• [Stated exercise]
Convert every line of the listing below into a numbered list, skipping any blank lines. Leave the pictures out of your answer.

>> START Material for this exercise

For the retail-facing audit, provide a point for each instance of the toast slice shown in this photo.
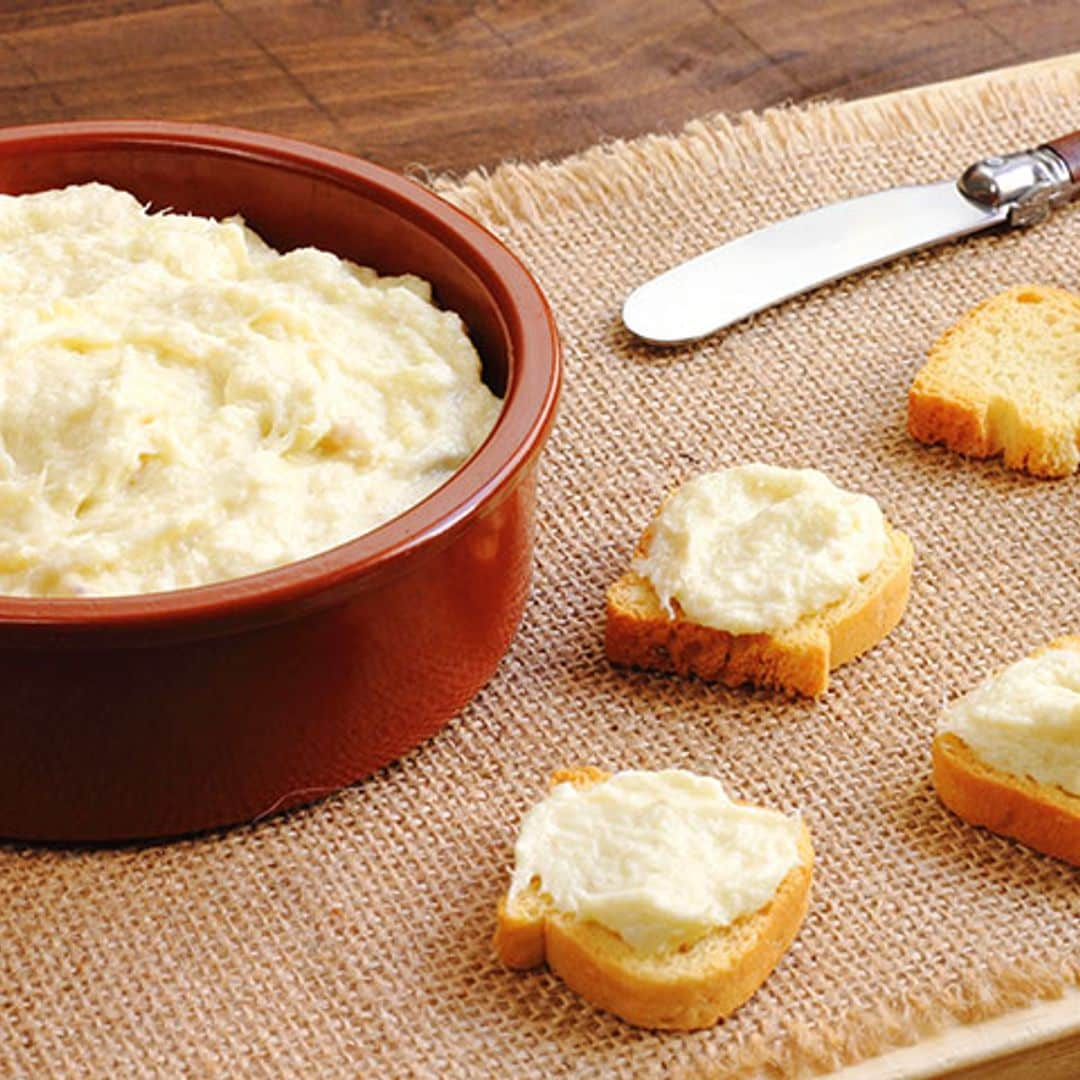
(682, 989)
(639, 633)
(1043, 817)
(1006, 379)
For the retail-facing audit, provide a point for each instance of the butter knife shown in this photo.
(791, 257)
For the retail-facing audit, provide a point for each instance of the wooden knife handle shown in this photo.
(1068, 149)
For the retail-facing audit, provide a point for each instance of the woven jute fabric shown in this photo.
(352, 937)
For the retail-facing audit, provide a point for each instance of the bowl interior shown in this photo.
(296, 194)
(362, 213)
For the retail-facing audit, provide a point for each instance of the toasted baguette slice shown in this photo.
(1043, 817)
(1004, 380)
(638, 632)
(678, 989)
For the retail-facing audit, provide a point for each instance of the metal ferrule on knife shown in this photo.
(791, 257)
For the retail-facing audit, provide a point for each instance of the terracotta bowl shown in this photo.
(167, 713)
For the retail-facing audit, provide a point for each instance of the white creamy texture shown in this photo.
(179, 404)
(659, 858)
(1026, 719)
(756, 548)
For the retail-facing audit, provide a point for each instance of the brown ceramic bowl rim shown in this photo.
(532, 387)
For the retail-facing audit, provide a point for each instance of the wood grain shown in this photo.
(450, 84)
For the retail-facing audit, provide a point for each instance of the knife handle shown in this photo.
(1068, 149)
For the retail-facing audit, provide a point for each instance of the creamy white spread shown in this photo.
(659, 858)
(1026, 719)
(756, 548)
(180, 404)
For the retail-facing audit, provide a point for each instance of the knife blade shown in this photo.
(787, 258)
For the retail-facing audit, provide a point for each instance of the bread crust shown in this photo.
(1043, 817)
(981, 421)
(683, 989)
(640, 634)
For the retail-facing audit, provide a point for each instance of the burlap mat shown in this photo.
(352, 937)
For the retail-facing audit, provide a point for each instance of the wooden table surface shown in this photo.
(450, 84)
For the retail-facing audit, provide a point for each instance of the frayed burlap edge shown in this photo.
(515, 193)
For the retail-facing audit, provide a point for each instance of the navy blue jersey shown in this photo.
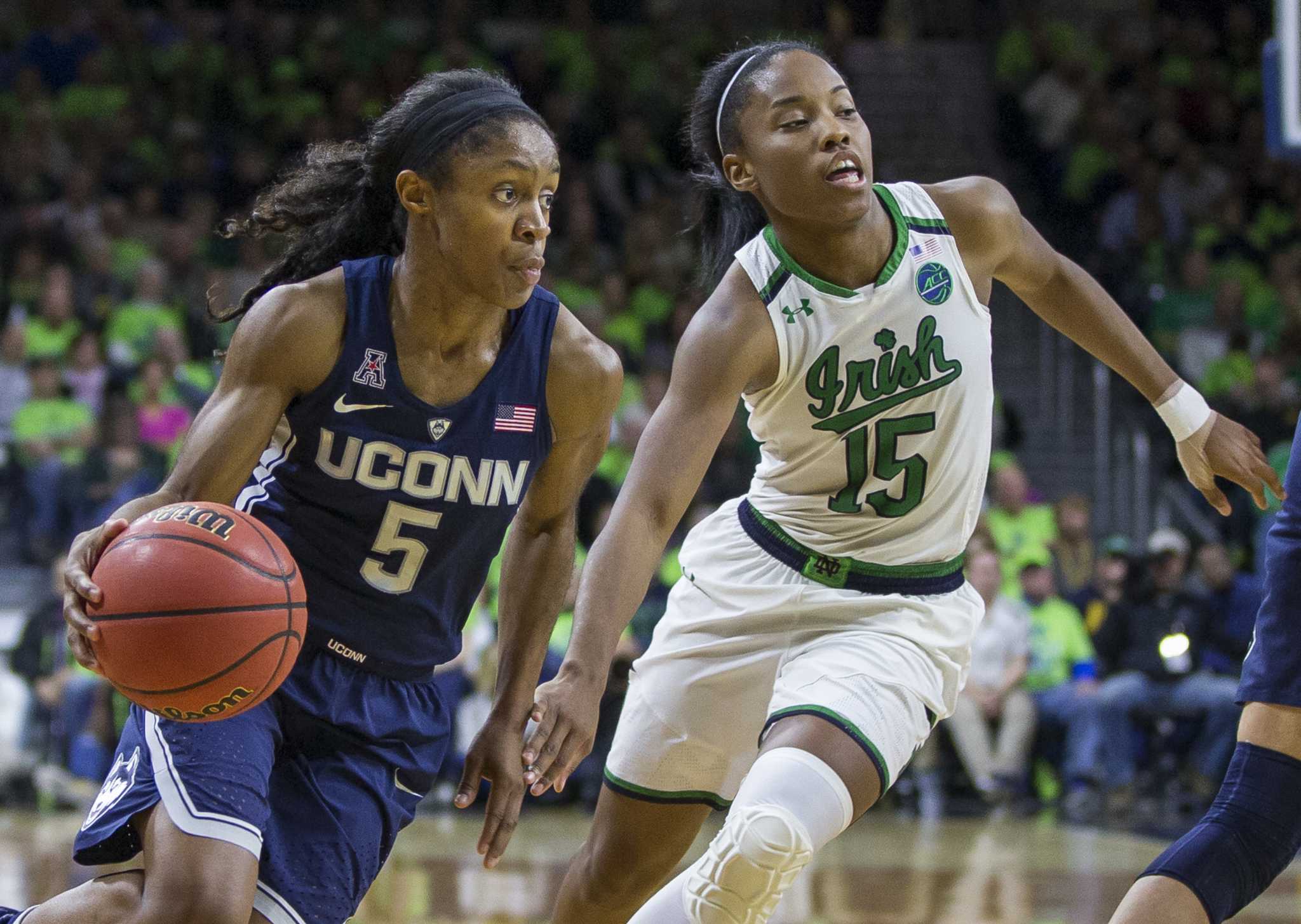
(393, 508)
(1271, 672)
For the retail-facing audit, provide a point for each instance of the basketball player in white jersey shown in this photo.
(823, 624)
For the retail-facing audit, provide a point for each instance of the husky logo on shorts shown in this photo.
(371, 372)
(119, 782)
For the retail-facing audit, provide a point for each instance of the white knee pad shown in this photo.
(790, 806)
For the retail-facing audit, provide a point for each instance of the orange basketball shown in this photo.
(203, 612)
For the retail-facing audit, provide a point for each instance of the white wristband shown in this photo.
(1184, 412)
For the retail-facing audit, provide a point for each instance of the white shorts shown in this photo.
(747, 641)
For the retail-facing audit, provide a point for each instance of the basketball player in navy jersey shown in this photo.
(401, 391)
(1253, 829)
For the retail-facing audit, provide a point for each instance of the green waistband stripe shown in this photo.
(678, 797)
(940, 569)
(845, 725)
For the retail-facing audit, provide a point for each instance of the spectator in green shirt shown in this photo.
(52, 331)
(1020, 530)
(51, 434)
(1063, 682)
(131, 327)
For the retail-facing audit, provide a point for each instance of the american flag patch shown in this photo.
(516, 418)
(928, 248)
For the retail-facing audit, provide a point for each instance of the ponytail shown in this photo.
(726, 217)
(340, 202)
(331, 207)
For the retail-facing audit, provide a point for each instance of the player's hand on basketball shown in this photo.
(495, 756)
(1227, 450)
(88, 547)
(566, 712)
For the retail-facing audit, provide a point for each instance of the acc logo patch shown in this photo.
(119, 784)
(934, 283)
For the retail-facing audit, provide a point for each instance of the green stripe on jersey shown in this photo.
(887, 271)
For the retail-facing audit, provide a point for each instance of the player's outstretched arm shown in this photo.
(583, 385)
(284, 347)
(729, 348)
(997, 243)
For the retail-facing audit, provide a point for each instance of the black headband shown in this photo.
(447, 120)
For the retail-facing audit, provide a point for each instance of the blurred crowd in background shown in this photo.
(1103, 674)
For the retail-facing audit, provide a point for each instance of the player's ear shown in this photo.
(414, 193)
(738, 172)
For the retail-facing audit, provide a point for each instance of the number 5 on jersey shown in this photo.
(885, 465)
(391, 540)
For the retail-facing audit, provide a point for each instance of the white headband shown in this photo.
(718, 119)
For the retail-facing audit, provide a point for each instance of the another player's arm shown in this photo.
(583, 385)
(997, 243)
(729, 348)
(284, 347)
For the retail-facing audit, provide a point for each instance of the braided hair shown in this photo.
(340, 201)
(725, 217)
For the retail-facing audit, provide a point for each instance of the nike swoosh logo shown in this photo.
(344, 408)
(405, 789)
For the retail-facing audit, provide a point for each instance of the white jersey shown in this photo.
(876, 435)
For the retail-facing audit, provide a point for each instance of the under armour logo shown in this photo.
(792, 312)
(826, 566)
(371, 373)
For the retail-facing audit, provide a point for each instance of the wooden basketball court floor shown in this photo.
(885, 869)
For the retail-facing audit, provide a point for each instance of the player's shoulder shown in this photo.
(732, 337)
(973, 199)
(583, 372)
(734, 310)
(983, 215)
(295, 328)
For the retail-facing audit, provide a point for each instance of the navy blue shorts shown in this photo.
(315, 782)
(1271, 672)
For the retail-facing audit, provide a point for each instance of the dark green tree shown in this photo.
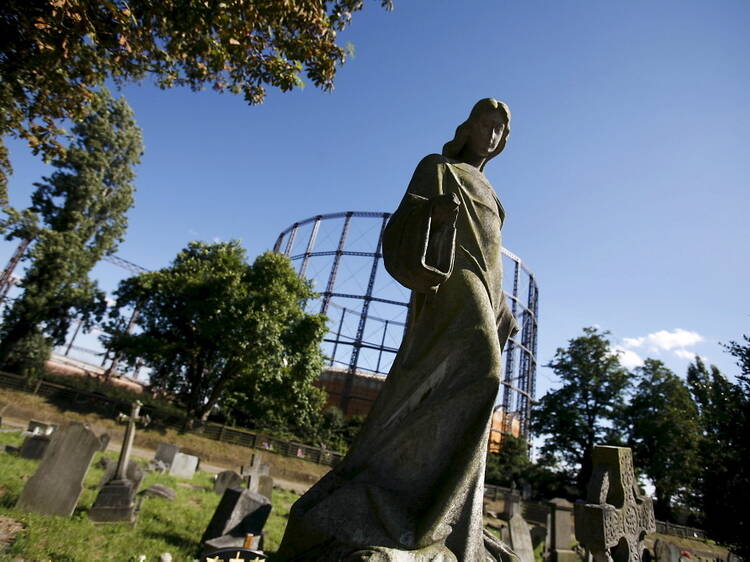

>> END Material for this exercise

• [Full solution]
1. For the retail-facing audit, provide a point for each instance of the toast slice shown in this photo.
2. (682, 989)
3. (639, 633)
4. (1043, 817)
5. (1006, 379)
6. For the retail-facing audit, provide a point for each instance of the butter knife shown in this photo.
7. (791, 257)
8. For the retail-facing audit, provide a point for each instance of the wooden knife handle shown in this photo.
9. (1068, 149)
10. For the retail-facing audit, provide a point for each instance of the woven jute fabric shown in this photo.
11. (352, 937)
12. For the retail-facing audit, provide a point for each instance of the bowl interior shown in this photo.
13. (296, 194)
14. (362, 213)
15. For the retail-facing audit, provide a point for each instance of the toasted baguette slice shown in this photo.
16. (1043, 817)
17. (1004, 380)
18. (638, 632)
19. (678, 989)
20. For the retail-facing audit, provide a point for each instance of the metal ferrule on knife shown in this photo.
21. (791, 257)
22. For the retail-facing audit, provide a point for each instance of the terracotta bowl shown in this photo.
23. (167, 713)
24. For the retail-facing audit, provide a point for each instance of the white creamy texture shown in this photo.
25. (179, 404)
26. (659, 858)
27. (1026, 719)
28. (756, 548)
29. For the retail-facing audit, provide a point for each instance of the brown ceramic bowl rim shown in this photo.
30. (532, 387)
31. For the retail-facing audit, provide a point for each instance of the wood grain shown in this photo.
32. (450, 84)
33. For the retail-facing audit, provide a point for each instance of the knife handle shown in this photo.
34. (1068, 149)
35. For the retail-facing audit, provide a point for each instance of the creamy white spread shown in this photo.
36. (659, 858)
37. (1026, 719)
38. (756, 548)
39. (180, 404)
40. For the retail-facing audit, provide a point for each instance of the knife blade shown in this photo.
41. (787, 258)
42. For the retail-facing audit, provide a point for each instance of the bread crust shown in this photo.
43. (1043, 817)
44. (981, 421)
45. (683, 989)
46. (640, 634)
47. For the retail-facing audit, provide a point for each instance of the burlap mat shown in this photo.
48. (352, 937)
49. For the retail-facing audit, provide a point for each instance of the wooden table surface shown in this photo.
50. (450, 84)
51. For the retail-facing audit, provide a point for each instance of the frayed burlap edge shown in this photo.
52. (515, 193)
53. For the retail-facing audit, provide a point for each instance of the navy blue jersey shown in this photo.
54. (393, 508)
55. (1271, 672)
56. For the retail-facing audit, provide a point for each instance of the basketball player in white jersey shown in this photo.
57. (823, 624)
58. For the retail-facing audit, provide a point for each instance of the husky logo on shorts shown in this photo.
59. (371, 372)
60. (119, 782)
61. For the retail-facing audit, provide a point for each instance of the white knee pad shown in this photo.
62. (790, 806)
63. For the retail-facing audit, provide a point for each instance of the orange basketball shown in this photo.
64. (203, 612)
65. For the retail-facing audit, provide a point for each instance of the white wristband shown in this photo.
66. (1184, 412)
67. For the retail-facing audit, provide a point for each instance of the white shorts shown in this photo.
68. (747, 641)
69. For the retail-facing audit, provide a point for each instance of the basketball player in navy jersey shown in this photo.
70. (401, 391)
71. (1253, 829)
72. For the retail-facing audit, provide a point for each instance of the green waistband stripe shown in this photo.
73. (678, 797)
74. (940, 569)
75. (845, 725)
76. For the retail-facing audit, provide a point for each instance of the spectator in green shirt shown in this photo.
77. (52, 331)
78. (1020, 530)
79. (51, 434)
80. (1063, 682)
81. (131, 327)
82. For the retail-facing audit, provide a point for each instance of the american flag patch shown in this photo.
83. (516, 418)
84. (928, 248)
85. For the retail-facing audit, provide a point for each instance of the ponytail shown in this photo.
86. (726, 217)
87. (340, 202)
88. (331, 207)
89. For the retail-facing audit, provide a point for each instance of the player's hand on basketball shown in this photo.
90. (495, 756)
91. (1227, 450)
92. (88, 547)
93. (566, 712)
94. For the retail-facing audit, provide a point for each instance of the acc logo patch shown in this photo.
95. (119, 784)
96. (934, 283)
97. For the retail-facing audit, provide a point for each instance of the green stripe on jersey shown in this photo.
98. (887, 271)
99. For the retail-facing audit, provide a point for each instance of the player's outstretched arm shown in this photo.
100. (583, 385)
101. (284, 347)
102. (729, 348)
103. (997, 243)
104. For the retail-facing audit, provide a point for each instance of the black headband shown in this photo.
105. (447, 120)
106. For the retail-facing audit, provide a point for each instance of the blurred crowd in background shown in this photo.
107. (1103, 674)
108. For the retail-facing audit, provide a point for each instance of the player's ear shown in this photo.
109. (414, 193)
110. (738, 172)
111. For the retail-facing audit, provide a point for each instance of the number 5 on jersey shown in this photo.
112. (885, 465)
113. (391, 540)
114. For the retail-facing audit, provide a point for each instance of the white headband shown in this photo.
115. (718, 119)
116. For the retail-facing audit, provide a point for each instance of the another player's arm shown in this photo.
117. (583, 385)
118. (997, 243)
119. (729, 348)
120. (284, 347)
121. For the retail-facing audit, provide a point for each instance of the braided hair shown in this photo.
122. (340, 201)
123. (725, 217)
124. For the retail-facing audit, provide a point for each instance of the nike swoosh logo shown in this photo.
125. (344, 408)
126. (405, 789)
127. For the retail-facing audit, provide a point for each instance of the white jersey shown in this photo.
128. (876, 435)
129. For the retail-facing audit, provide a point for each instance of the under armour logo shown in this photo.
130. (792, 312)
131. (826, 566)
132. (371, 373)
133. For the retail-facing audit, provide a point for each instance of the wooden basketball court floor shown in this photo.
134. (885, 869)
135. For the retail-facing audit, provide a point for each instance of the player's shoulder shown in this photo.
136. (732, 337)
137. (973, 199)
138. (583, 372)
139. (734, 310)
140. (983, 215)
141. (295, 328)
142. For the retail-facing audit, provide a point for each instance of the navy blue shorts shown in this photo.
143. (315, 782)
144. (1271, 672)
145. For the retail-facing audit, provide a point for each instance of the dark green tree shown in this photo.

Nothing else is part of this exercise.